# Petición escrita 1
Reproduce sin cambios todo lo que va desde la línea de los registros que contiene "Two rules. Place a point on every instance of the brown" hasta el final de los registros, ambos extremos incluidos.

# Fragmento seleccionado
El comienzo de 1953, se había llenado con el duelo de Stalin seguido por el de Gottwald. Un único programa de radio, las marchas fúnebres. La exposición del cuerpo de Gottwald en el castillo, el largo cortejo de fieles… Lise supo por la prensa que la delegación del Partido Comunista Francés fue dirigida por Raymond Guyot. Para los Ricol, aislados de todo, puesto que no conocían el checo, esta visita de su yerno era una suerte. Pero no contaban con las precauciones de la Seguridad. Raymond Guyot no consiguió unirse a ellos a pesar de su insistencia, y fue embarcado hacia el aeródromo sin haber podido saludar a sus suegros.
Cuando ellos se dieron cuenta, daba pena ver su desconsuelo. Habían esperado tanto esa visita tan deseada… Al verles tan desgraciados, Lise tuvo una llamarada de cólera contra mí: «¿Por qué nos ha arrastrado hasta aquí? ¡Por su culpa sufren mis padres hasta este punto!».

# Petición escrita 2
En el fragmento sobre el duelo de 1953, ¿por qué estaban los Ricol aislados de todo?

# Datos extraídos
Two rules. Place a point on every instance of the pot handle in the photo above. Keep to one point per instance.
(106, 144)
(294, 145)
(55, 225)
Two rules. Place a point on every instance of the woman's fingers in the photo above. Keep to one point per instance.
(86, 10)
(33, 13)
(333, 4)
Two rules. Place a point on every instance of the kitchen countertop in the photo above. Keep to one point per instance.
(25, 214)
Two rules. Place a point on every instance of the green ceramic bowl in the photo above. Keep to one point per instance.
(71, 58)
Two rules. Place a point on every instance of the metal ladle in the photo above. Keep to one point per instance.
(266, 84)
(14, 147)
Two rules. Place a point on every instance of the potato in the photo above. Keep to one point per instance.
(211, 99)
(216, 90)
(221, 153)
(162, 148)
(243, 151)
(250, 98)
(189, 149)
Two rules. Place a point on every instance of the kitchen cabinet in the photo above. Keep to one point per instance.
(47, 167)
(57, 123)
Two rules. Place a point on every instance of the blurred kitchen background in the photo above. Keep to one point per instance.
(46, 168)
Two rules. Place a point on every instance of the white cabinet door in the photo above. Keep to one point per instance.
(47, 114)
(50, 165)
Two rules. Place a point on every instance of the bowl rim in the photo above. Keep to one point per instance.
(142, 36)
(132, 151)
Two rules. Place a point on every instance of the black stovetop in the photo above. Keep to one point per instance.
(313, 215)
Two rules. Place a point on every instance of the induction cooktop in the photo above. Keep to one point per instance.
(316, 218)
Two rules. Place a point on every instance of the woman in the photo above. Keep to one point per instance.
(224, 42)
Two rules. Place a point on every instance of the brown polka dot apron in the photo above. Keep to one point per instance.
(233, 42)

# Resultado obtenido 1
Two rules. Place a point on every instance of the brown polka dot apron in the photo above. Keep to one point per instance.
(233, 42)

# Resultado obtenido 2
Porque no conocían el checo.